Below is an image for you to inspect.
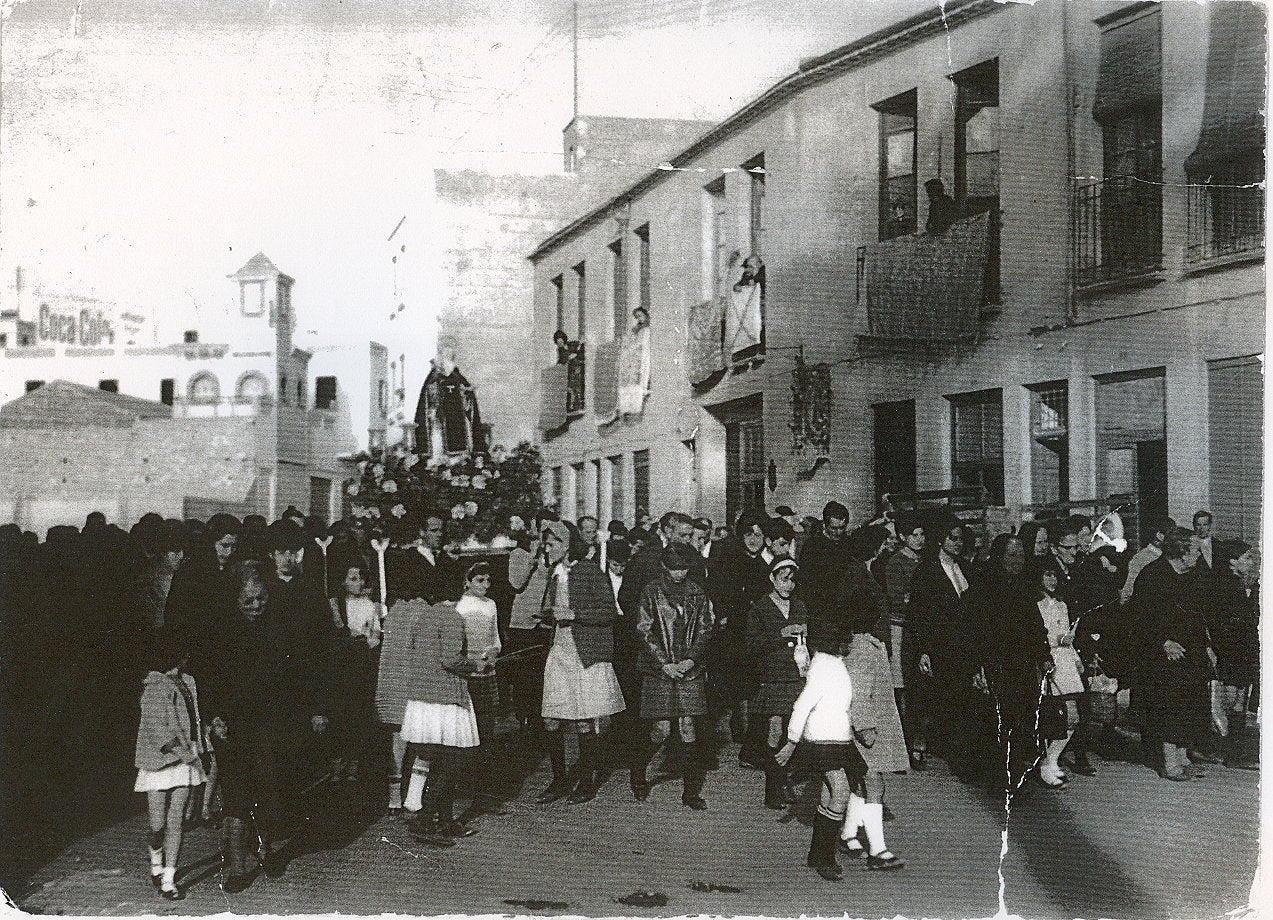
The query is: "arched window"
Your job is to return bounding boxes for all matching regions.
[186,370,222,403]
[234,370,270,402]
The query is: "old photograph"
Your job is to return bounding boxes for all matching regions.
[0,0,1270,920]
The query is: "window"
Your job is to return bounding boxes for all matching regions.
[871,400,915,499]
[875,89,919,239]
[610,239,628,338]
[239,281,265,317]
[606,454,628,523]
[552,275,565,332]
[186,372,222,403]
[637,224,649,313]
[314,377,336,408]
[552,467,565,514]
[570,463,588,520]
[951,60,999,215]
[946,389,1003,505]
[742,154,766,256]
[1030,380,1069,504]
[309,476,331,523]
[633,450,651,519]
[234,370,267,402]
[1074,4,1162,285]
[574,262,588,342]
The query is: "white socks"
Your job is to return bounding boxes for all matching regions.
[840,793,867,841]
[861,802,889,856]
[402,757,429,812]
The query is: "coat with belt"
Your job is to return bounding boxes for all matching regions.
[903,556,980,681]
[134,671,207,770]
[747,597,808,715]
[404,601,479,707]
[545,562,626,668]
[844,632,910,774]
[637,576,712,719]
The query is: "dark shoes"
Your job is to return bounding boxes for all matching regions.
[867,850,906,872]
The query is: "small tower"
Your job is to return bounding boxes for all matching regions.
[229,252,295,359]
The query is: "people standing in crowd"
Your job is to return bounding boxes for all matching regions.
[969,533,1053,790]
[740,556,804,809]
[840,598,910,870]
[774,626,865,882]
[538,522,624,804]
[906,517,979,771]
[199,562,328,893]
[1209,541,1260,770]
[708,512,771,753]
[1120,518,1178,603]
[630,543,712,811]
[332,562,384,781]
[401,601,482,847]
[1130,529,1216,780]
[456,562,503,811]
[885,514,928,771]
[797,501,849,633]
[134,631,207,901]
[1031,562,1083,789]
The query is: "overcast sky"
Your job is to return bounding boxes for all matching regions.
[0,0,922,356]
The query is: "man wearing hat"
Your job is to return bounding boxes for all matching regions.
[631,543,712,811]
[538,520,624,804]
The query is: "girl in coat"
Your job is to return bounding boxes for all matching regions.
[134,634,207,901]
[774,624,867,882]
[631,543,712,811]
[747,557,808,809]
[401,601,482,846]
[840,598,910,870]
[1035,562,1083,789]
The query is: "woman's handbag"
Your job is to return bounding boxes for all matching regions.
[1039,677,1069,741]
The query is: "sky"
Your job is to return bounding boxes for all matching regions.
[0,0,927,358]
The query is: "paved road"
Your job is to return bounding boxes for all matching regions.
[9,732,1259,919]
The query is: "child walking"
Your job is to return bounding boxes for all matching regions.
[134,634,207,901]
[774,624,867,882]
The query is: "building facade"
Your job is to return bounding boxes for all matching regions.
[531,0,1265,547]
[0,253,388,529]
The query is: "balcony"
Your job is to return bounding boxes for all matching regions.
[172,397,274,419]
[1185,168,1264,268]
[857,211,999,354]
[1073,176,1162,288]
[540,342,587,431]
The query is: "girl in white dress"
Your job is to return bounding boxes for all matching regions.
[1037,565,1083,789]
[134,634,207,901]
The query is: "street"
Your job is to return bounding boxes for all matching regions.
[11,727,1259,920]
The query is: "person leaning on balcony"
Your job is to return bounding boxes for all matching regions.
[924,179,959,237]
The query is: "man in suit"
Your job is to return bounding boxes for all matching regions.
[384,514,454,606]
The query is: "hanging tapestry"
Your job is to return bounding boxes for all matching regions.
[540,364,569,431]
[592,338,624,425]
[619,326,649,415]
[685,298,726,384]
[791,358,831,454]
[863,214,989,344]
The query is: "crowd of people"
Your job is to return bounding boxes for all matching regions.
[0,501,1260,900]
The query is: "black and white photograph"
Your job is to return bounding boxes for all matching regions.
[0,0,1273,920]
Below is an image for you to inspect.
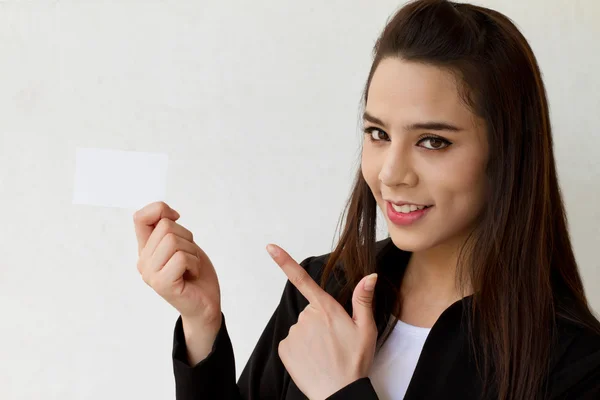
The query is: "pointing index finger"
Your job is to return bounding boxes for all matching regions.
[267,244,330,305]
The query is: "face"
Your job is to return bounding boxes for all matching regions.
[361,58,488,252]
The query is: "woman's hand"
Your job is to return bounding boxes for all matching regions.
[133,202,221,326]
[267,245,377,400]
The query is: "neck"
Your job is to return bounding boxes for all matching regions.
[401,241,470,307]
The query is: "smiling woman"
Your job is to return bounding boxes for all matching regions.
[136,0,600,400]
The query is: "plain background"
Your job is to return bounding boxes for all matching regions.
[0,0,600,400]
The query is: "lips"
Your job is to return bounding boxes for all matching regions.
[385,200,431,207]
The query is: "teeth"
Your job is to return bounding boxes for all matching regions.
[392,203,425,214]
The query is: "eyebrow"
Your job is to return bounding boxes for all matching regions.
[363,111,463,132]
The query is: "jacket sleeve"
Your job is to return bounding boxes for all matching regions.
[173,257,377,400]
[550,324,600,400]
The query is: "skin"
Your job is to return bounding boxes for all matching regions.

* TO DO
Report each line of the data that contains the word "white", copying every such line in full.

* RESULT
The query is: "white socks"
The query is: "girl in white dress"
The query is: "black and white photograph"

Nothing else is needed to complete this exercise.